## [Task directions]
Reproduce each of the items below word for word, omitting the pictures from your answer.

## [Rows]
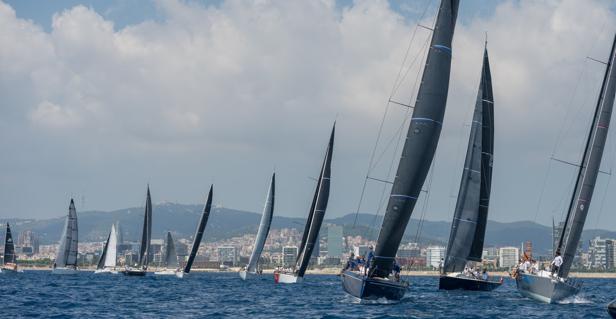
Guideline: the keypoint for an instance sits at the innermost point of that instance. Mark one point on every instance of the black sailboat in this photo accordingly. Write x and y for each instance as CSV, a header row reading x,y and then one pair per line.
x,y
314,221
417,154
198,234
141,267
10,259
471,214
543,285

## [Problem solution]
Guideline: the keypoint for an instance sits at the innermost point of that instance. Mark one point on every instance of the black sailboat in this photo accordingly. Write x and y for each instance as CSV, a header row reading x,y and then one pair per line.
x,y
314,221
417,154
198,234
141,267
10,259
471,214
543,285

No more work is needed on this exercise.